* _SELECTED EXCERPT_:
Such a vicious policy can only point to two possible motivators. Firstly, that Government does not really care what happens to its disabled and are only interested in rolling back almost all of the state's current responsibility for social welfare and health care. Thereby removing any 'safety net' that has previously been in existence - in order to re-vitalize a culture of ideological 'self-responsibility' and 'work ethic'. Secondly, our politicians are so consumed by personal bigotry and prejudice concerning certain social groups (and the Conservatives has been accused many times over the years of displaying racist, homophobic, disablist, sexist and religious intolerance) that it drives through policy primarily influenced by personal prejudice.

Britain's disabled people are one such social group that have continually been perceived throughout history as being 'deviant'. It should come as no surprise then if politicians like IDS still look towards our disabled with some disdain, and primarily for not being 'normal'.

History repeating itself?

Throughout history there is evidence of a consistent bias against disability and disabled people which has only really been seriously challenged over the past numbers of years.

For example, ancient Greece and Rome were strong advocates of infanticide for disabled children, throughout the middle ages disabled people were the subject of superstition and persecution as well as being targets of amusement and ridicule, and until the 1600's many disabled people in Britain were even rejected by their own families. The laws that were created in Britain also often mirrored our fear or deep distrust of the disabled, particularly those regarded as beggars and fakers, and highlighted by the statutes of 1388 which separated the poor into two groups - the 'deserving' poor and the 'undeserving poor'. By the 1700's, disabled people became increasing segregated from the rest of society and placed into a range of institutions, including hospitals, asylums, workhouses and prisons. And the widespread industrialization of Britain made life even harder for disabled people by removing any chance of work they may have had previously as cottage industries closed down and such work moved to factories, where the pace of work and harsh conditions were often unsuitable to disability.

* _PROBLEM SET_:
1. Condense the paragraph of the excerpt on disability policy that begins "For example, ancient Greece and Rome" into a short bulleted list that keeps its main facts.
2. According to the excerpt on disability policy, what did the statutes of 1388 do?
3. Write the next paragraph of the excerpt on disability policy, picking up after its final sentence about factory work being unsuitable to disability.
The entries that follow come from a separate source and are unrelated to the excerpt on disability policy.

* _DATA SECTION_:
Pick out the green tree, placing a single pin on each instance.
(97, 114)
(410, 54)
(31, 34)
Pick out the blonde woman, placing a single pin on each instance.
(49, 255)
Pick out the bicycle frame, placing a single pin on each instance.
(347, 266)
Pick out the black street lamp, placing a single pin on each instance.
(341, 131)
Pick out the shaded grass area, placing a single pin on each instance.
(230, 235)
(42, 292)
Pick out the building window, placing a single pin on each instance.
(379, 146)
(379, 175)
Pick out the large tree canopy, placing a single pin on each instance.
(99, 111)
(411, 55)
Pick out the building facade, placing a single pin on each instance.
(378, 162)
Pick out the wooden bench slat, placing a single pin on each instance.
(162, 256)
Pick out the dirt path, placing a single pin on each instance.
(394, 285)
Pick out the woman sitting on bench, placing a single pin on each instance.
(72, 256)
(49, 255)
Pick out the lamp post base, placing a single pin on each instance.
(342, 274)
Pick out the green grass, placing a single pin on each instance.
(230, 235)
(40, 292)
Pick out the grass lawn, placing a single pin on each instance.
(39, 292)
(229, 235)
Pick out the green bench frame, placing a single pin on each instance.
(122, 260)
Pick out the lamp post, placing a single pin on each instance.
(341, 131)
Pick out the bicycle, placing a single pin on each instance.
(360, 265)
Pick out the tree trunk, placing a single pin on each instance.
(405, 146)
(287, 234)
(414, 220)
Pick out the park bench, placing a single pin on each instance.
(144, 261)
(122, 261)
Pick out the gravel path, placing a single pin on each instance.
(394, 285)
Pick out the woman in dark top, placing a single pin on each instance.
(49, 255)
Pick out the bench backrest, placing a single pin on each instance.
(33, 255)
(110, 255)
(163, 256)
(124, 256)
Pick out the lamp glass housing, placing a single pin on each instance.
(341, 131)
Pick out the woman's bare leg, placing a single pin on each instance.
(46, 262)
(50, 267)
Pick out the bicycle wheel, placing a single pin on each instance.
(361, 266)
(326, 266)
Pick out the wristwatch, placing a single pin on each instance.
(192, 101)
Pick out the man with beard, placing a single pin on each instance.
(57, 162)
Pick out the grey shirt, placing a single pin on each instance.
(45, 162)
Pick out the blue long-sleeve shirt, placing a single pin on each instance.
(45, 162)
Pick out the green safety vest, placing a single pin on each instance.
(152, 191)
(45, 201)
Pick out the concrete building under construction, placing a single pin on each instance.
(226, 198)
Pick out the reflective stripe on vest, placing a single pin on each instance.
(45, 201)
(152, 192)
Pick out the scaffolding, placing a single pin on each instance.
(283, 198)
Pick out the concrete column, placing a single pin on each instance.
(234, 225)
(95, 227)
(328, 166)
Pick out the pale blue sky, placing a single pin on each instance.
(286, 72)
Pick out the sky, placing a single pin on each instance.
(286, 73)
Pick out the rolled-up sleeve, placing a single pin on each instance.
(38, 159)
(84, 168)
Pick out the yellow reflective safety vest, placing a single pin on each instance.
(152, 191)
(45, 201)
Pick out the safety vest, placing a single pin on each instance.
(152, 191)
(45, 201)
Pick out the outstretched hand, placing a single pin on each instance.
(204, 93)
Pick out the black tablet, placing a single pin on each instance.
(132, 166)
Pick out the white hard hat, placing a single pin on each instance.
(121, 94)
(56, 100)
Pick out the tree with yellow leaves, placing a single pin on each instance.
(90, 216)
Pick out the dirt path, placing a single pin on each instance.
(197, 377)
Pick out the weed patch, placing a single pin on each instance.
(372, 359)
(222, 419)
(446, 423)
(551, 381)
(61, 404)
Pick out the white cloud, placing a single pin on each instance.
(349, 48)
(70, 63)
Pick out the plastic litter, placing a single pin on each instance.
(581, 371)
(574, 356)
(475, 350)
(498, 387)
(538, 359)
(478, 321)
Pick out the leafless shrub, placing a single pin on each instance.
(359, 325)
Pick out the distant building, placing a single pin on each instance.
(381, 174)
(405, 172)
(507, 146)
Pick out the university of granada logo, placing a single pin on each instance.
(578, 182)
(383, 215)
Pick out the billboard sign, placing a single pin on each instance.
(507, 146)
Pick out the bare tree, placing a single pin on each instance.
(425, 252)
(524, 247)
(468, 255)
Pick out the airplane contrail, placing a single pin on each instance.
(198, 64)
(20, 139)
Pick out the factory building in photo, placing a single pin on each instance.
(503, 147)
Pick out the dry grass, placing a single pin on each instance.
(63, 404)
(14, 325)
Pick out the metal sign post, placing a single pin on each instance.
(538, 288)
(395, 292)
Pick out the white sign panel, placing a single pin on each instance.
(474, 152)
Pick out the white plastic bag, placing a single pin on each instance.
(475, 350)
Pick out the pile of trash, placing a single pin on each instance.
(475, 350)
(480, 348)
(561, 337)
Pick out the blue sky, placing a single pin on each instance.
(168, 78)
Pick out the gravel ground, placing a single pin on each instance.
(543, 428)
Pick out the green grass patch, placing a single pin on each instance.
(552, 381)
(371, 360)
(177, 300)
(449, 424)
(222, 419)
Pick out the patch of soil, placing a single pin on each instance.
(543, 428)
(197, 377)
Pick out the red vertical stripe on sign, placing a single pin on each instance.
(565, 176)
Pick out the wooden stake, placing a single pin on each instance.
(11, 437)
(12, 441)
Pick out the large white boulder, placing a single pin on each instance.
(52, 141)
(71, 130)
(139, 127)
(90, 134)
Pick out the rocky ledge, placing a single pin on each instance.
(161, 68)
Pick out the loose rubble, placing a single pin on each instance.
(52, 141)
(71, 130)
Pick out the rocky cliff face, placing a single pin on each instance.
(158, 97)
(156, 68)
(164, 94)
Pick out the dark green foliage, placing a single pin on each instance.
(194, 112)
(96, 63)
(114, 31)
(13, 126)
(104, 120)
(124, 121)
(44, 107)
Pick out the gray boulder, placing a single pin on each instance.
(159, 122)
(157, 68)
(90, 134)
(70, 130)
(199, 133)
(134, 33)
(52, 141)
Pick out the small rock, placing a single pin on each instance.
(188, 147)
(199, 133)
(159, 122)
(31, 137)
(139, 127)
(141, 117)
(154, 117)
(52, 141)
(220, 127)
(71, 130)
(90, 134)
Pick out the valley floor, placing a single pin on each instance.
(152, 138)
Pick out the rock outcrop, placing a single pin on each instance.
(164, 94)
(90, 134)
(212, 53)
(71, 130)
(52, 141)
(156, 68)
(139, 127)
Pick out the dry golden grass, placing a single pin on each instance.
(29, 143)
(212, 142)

* _RESULTS OF THE EXERCISE_:
1.
- Ancient Greece and Rome supported infanticide for disabled children.
- In the Middle Ages, disabled people faced superstition, persecution and ridicule.
- Until the 1600s, many disabled people in Britain were rejected by their own families.
- British laws reflected fear and distrust of disabled people, especially those seen as beggars and fakers. The statutes of 1388 divided the poor into the "deserving" and the "undeserving."
- By the 1700s, disabled people were increasingly segregated into hospitals, asylums, workhouses and prisons.
- Industrialization removed the work they had in cottage industries. Factory pace and harsh conditions were often unsuitable for disabled people.

2. They separated the poor into two groups, the "deserving" poor and the "undeserving" poor.

3.
Therefore, waged labor often became a way of defining the disabled from abled-bodied people, as paid factory work quickly became the 'norm' within Britain and anybody not within paid labor was seen as non-conformist and deviant, as well as dependent upon other people for help. We can quite easily hear this definition of 'normality' implicit within IDS's own political rhetoric, and certainly within his latest comments about getting more disabled people into the 'normality' of work.

However, there is a slight difference in this latest attack on the 'deviant' disabled. This time IDS and his Department of Works and Pensions are not only displaying similar historical prejudice towards disability as we have seen in the past, but are also seeking to redefine what disability is and what it isn't. In this way, a person's disability tends to disappear after the re-assessment process of a person's capability and fitness to work, with the only perceived block on employment being the disabled person's personal motivation itself.

While it's certainly important to get as many disabled people into employment as possible, this needs to be done sensitively and appropriately. At present IDS's approach to disabled people is simply a policy of sink or swim. This Government has constantly argued that we need to end the something-for-nothing culture. And that is the crux of the matter. Britain's unemployed and its disabled are currently under sustained attack in order to roll back the state provision of welfare to pre-second world war levels. However, such a short sighted approach will not only lead to hardship and suffering, but to an increase in needless deaths amongst disabled people. However, Britain's able-bodied should not relax either, as while it is Britain's disabled that are currently the target for IDS, within a few years, Britain's roll back of state welfare will also be aimed at Britain's able-bodied too.